--- START OF RAW DATA ---
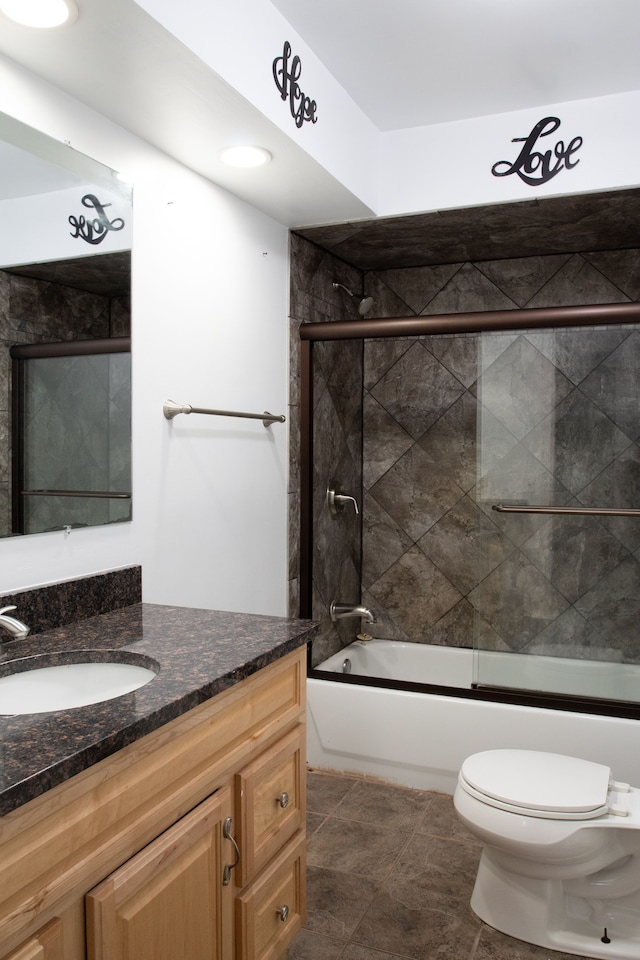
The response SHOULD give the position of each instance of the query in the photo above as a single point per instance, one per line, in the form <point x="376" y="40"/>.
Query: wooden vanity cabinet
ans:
<point x="189" y="843"/>
<point x="46" y="944"/>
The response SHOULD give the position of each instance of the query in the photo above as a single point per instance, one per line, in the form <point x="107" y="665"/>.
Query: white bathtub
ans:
<point x="421" y="739"/>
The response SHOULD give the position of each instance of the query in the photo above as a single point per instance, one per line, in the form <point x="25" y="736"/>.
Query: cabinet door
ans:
<point x="169" y="901"/>
<point x="272" y="802"/>
<point x="46" y="944"/>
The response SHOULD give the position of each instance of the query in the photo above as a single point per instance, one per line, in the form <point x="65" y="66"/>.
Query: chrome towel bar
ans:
<point x="579" y="511"/>
<point x="172" y="409"/>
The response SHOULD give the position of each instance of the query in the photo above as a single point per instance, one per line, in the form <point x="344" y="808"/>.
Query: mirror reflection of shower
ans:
<point x="363" y="304"/>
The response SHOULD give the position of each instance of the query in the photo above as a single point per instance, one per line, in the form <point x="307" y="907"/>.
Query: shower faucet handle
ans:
<point x="337" y="501"/>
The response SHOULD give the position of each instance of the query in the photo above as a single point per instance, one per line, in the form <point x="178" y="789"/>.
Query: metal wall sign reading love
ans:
<point x="286" y="73"/>
<point x="534" y="165"/>
<point x="94" y="229"/>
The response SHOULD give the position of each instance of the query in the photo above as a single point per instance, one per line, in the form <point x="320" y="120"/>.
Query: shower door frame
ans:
<point x="460" y="323"/>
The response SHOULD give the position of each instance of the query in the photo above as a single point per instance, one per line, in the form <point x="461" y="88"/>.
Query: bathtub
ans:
<point x="421" y="739"/>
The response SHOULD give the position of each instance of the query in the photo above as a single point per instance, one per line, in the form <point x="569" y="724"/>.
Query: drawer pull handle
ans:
<point x="226" y="833"/>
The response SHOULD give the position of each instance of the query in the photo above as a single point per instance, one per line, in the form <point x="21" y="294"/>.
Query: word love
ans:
<point x="533" y="166"/>
<point x="286" y="75"/>
<point x="94" y="231"/>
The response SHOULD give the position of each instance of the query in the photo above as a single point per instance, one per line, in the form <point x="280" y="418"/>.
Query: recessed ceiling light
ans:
<point x="40" y="13"/>
<point x="245" y="156"/>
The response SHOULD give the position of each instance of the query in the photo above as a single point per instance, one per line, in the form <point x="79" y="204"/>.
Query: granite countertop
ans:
<point x="200" y="653"/>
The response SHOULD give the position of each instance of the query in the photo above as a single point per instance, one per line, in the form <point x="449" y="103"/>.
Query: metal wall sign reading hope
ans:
<point x="286" y="73"/>
<point x="534" y="166"/>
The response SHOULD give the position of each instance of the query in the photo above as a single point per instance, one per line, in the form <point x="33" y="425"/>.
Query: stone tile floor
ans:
<point x="390" y="871"/>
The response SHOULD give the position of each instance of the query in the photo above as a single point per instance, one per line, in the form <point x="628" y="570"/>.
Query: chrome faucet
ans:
<point x="340" y="611"/>
<point x="14" y="627"/>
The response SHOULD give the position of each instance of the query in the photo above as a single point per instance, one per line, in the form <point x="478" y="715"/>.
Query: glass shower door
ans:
<point x="558" y="478"/>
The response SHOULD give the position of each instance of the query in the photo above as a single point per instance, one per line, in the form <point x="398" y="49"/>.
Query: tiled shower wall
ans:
<point x="337" y="448"/>
<point x="455" y="424"/>
<point x="36" y="311"/>
<point x="422" y="571"/>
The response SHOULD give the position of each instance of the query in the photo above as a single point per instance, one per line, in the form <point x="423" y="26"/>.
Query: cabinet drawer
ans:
<point x="273" y="909"/>
<point x="271" y="793"/>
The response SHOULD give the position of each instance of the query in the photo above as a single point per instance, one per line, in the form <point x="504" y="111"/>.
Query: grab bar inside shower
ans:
<point x="578" y="511"/>
<point x="172" y="409"/>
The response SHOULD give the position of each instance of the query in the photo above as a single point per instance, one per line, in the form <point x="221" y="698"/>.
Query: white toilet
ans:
<point x="560" y="866"/>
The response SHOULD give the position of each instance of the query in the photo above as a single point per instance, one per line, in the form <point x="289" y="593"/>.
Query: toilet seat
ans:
<point x="545" y="785"/>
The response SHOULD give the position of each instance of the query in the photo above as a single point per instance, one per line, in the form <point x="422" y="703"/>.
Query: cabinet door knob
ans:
<point x="226" y="833"/>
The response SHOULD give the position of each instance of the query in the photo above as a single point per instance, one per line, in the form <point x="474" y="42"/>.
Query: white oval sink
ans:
<point x="67" y="685"/>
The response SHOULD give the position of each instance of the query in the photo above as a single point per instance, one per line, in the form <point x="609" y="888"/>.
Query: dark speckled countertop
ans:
<point x="200" y="653"/>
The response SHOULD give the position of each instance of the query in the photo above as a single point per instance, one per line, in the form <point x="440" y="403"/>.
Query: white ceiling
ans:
<point x="405" y="62"/>
<point x="410" y="63"/>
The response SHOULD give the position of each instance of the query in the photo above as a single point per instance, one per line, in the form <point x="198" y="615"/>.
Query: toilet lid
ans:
<point x="547" y="783"/>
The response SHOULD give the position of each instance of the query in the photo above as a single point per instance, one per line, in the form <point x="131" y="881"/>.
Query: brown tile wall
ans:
<point x="420" y="412"/>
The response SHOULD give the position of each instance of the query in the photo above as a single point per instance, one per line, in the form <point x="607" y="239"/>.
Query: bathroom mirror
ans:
<point x="65" y="384"/>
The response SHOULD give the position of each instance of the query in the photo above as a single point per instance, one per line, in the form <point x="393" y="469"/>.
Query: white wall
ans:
<point x="448" y="165"/>
<point x="210" y="329"/>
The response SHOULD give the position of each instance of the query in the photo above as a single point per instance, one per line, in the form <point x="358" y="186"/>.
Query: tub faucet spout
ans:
<point x="340" y="611"/>
<point x="14" y="627"/>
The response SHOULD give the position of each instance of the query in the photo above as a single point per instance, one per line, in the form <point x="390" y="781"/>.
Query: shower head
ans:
<point x="363" y="304"/>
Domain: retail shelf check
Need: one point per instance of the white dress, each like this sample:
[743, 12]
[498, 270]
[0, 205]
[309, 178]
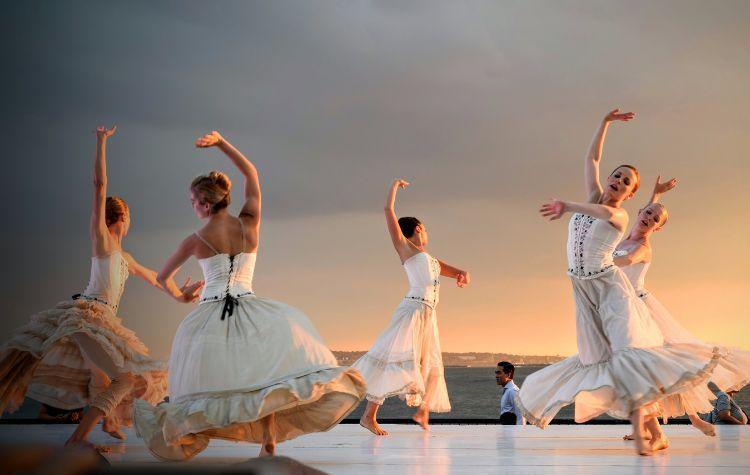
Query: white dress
[238, 358]
[406, 360]
[42, 361]
[732, 372]
[623, 362]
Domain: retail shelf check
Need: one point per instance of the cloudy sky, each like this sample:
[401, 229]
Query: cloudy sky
[486, 107]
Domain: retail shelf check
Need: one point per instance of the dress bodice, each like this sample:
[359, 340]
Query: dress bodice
[636, 273]
[423, 272]
[107, 280]
[591, 242]
[226, 275]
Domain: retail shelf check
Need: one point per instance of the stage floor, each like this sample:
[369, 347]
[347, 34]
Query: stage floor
[470, 449]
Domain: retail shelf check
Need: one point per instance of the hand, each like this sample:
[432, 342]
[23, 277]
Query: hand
[209, 140]
[190, 292]
[399, 183]
[102, 132]
[463, 279]
[661, 188]
[553, 210]
[617, 115]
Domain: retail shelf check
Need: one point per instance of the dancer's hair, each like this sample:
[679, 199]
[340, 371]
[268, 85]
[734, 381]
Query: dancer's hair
[115, 209]
[408, 224]
[507, 368]
[637, 175]
[213, 189]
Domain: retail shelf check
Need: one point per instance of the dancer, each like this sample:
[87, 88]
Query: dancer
[242, 367]
[79, 352]
[405, 360]
[623, 367]
[634, 255]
--- END OF RAW DATA ---
Output a faithful copy of the data, with each picture left out.

◆ **ANSWER FOR THE TASK**
The response SHOULD give the position of each instance of the query in the photo above as a single point per instance, one per line, in the form <point x="376" y="40"/>.
Query: wooden vanity cabinet
ans:
<point x="189" y="843"/>
<point x="46" y="944"/>
The response SHOULD give the position of each instance of the query in the photo above as a single point per instance, one per line, in the form <point x="107" y="665"/>.
Query: white bathtub
ans:
<point x="421" y="739"/>
The response SHOULD give the position of each instance of the query in the photo above as a single point per instance, one per line, in the form <point x="25" y="736"/>.
Query: cabinet door
ans:
<point x="169" y="901"/>
<point x="272" y="802"/>
<point x="46" y="944"/>
The response SHOULD give the position of each instance of the query in the photo above as a single point per instance, one per line, in the form <point x="65" y="66"/>.
Query: chrome towel bar
ans:
<point x="579" y="511"/>
<point x="172" y="409"/>
The response SHOULD give the position of each instance of the query in the photo above as a single point per instance, one per line, in the form <point x="344" y="808"/>.
Query: mirror reflection of shower
ans:
<point x="363" y="304"/>
The response SHOULD give the position of each instance of the query in the photo above as a single point per instance, one per line, in the form <point x="307" y="907"/>.
Query: shower faucet handle
ans:
<point x="337" y="501"/>
The response SHOULD give the position of each instance of the query in the photo above as a single point per instance, one per line, in the form <point x="178" y="789"/>.
Query: metal wall sign reading love
ans:
<point x="286" y="73"/>
<point x="534" y="165"/>
<point x="94" y="229"/>
The response SHOULD give the position of each instance of the query in the photo above as a single point per instance, one per line, in the form <point x="320" y="120"/>.
Query: shower door frame
ans:
<point x="460" y="323"/>
The response SHOULD give the position of each instance of the query in the photo above as a single point per instance, one per line, in the form <point x="461" y="88"/>.
Query: bathtub
ans:
<point x="421" y="739"/>
The response SHOULD give the position of each instance of the query in the photo above as a single point per instance, one per line, in the form <point x="569" y="724"/>.
Query: drawer pull handle
ans:
<point x="226" y="833"/>
The response SHOULD give the position of each instance of the query in the photo above as a single point per instance, one per line, in the form <point x="21" y="294"/>.
Query: word love
ans:
<point x="533" y="166"/>
<point x="286" y="75"/>
<point x="94" y="231"/>
The response SHOULD give the position of each instance of the query in the photo above as a single point per instance, one per line, in the form <point x="280" y="418"/>.
Query: recessed ceiling light
ans:
<point x="40" y="13"/>
<point x="245" y="156"/>
The response SHOULD give the position of each instance of the query in the photo above as a single point per instance, one per line, in the form <point x="79" y="204"/>.
Query: granite countertop
ans:
<point x="200" y="653"/>
The response SHOULD give the position of each instance of the query in the photo above as a single point per instance, one per line, in the form <point x="449" y="103"/>.
Query: metal wall sign reading hope
ans:
<point x="286" y="73"/>
<point x="534" y="166"/>
The response SHOULD give the position of each instance of the query in the photo above as a single point per instance, one per line, in the form <point x="33" y="425"/>.
Query: stone tile floor
ans:
<point x="390" y="871"/>
The response SHOULD give the position of each instance of the query in the photo above as a single point per instance, one per line, in the form <point x="628" y="570"/>.
Query: chrome faucet
ans:
<point x="340" y="611"/>
<point x="14" y="627"/>
The response SHOULD give the position of each instance of the query in the photo above as a single point per instance, one per line, in the form <point x="478" y="715"/>.
Query: glass shower door
ans:
<point x="558" y="478"/>
The response SHOULD give the position of each instance of the query in the photo above as a single point per instance, one per line, in the form <point x="398" y="49"/>.
Query: tiled shower wall
ans:
<point x="337" y="448"/>
<point x="455" y="424"/>
<point x="36" y="311"/>
<point x="422" y="571"/>
The response SHOULD give the position of each instance of the query in the photo above as a single point per instance, one per line, in the form <point x="423" y="26"/>.
Query: cabinet drawer
ans:
<point x="273" y="909"/>
<point x="271" y="793"/>
The response SHOULD give the position of each instance of the query in the photo above as a single point per instance, one per line, in the form <point x="504" y="111"/>.
Query: grab bar inside shower
ans:
<point x="578" y="511"/>
<point x="172" y="409"/>
The response SHOULD give the position of each instance of the query in the photo above as a single point per instance, one per line, in the form <point x="221" y="698"/>.
Query: white toilet
ans:
<point x="560" y="866"/>
The response SHOULD give the position of each instance of the query in the photo above as a single point per instance, one per line, in the form <point x="289" y="593"/>.
Query: toilet seat
ans:
<point x="545" y="785"/>
The response SHOULD give the position of each instance of the query in the photo above as a single point per instance, one per line, in the form <point x="422" y="703"/>.
Query: cabinet door knob
ans:
<point x="226" y="833"/>
The response SHOULD give the position of each instance of the query in the photo above as a single point per instance, one per line, in the form <point x="474" y="42"/>.
Query: white oval sink
ans:
<point x="67" y="685"/>
The response SHOULD give the position of each instance of the query in the photo above as a single point per instance, one per line, in the form <point x="609" y="888"/>.
Query: dark speckled countertop
ans:
<point x="200" y="653"/>
The response SHOULD give the position of each instance of the query in the photo above as a single point per instance, one per line, in the form <point x="440" y="403"/>.
Query: white ceiling
ans:
<point x="405" y="62"/>
<point x="410" y="63"/>
The response SHOULD give the position of each instance of the query in the photo above as a single point per instance, one per line, in the form <point x="198" y="615"/>.
Query: toilet lid
ans:
<point x="547" y="783"/>
The response SHOULD give the position of each instance of the query in the photo above as a single point per instance, one per line, in the form <point x="131" y="881"/>.
Query: brown tile wall
ans:
<point x="420" y="412"/>
The response SHOULD give the position of each instance of the query in the photo above as a single point per instance, one per line, in the form <point x="607" y="239"/>.
Query: bathroom mirror
ans:
<point x="65" y="384"/>
The response SHOULD give the position of each instance of the query in the photo above as a single point per instance, one per line, in the form <point x="393" y="469"/>.
Query: white wall
ans:
<point x="448" y="165"/>
<point x="210" y="329"/>
The response SHOULD give the position of each instance of the query in the photo above as a single point per instance, one per line, in the form <point x="358" y="186"/>.
Query: tub faucet spout
ans:
<point x="340" y="611"/>
<point x="14" y="627"/>
The response SHOULD give the position of each instance of the query in the photo above as a single point per instance, one per line, in the form <point x="390" y="781"/>.
Query: shower head
ans:
<point x="363" y="304"/>
Domain: retail shelf check
Need: one point per instance of the white dress, each like this sample:
[743, 12]
[498, 270]
[0, 205]
[309, 178]
Query: white dress
[238, 358]
[406, 360]
[42, 361]
[732, 372]
[623, 362]
Domain: retail shelf check
Need: one point per instance of the cloudy sky, each like this sample:
[401, 229]
Query: cloudy sky
[486, 107]
Domain: retail shelf check
Need: one point per instance of the dress bodice, each like this sample:
[359, 340]
Query: dress bodice
[636, 273]
[423, 272]
[107, 280]
[591, 242]
[226, 275]
Domain: retail shelf check
Need: one point per instance of the stage floor, each like this sample:
[369, 347]
[347, 34]
Query: stage floor
[470, 449]
Domain: retail shelf check
Need: one point per instance of the hand, each like this sample:
[432, 342]
[23, 277]
Query: hand
[209, 140]
[190, 292]
[399, 183]
[102, 132]
[463, 279]
[661, 188]
[553, 210]
[617, 115]
Domain: retail shelf check
Need: one point per instance of the dancer's hair, each like this sample:
[679, 199]
[340, 371]
[268, 85]
[734, 381]
Query: dancer's hair
[115, 209]
[408, 224]
[507, 368]
[637, 175]
[213, 189]
Domain: retail shelf check
Need: one point per instance of the dancer, each like this sample:
[87, 88]
Query: dancer
[242, 367]
[79, 352]
[405, 360]
[623, 367]
[634, 255]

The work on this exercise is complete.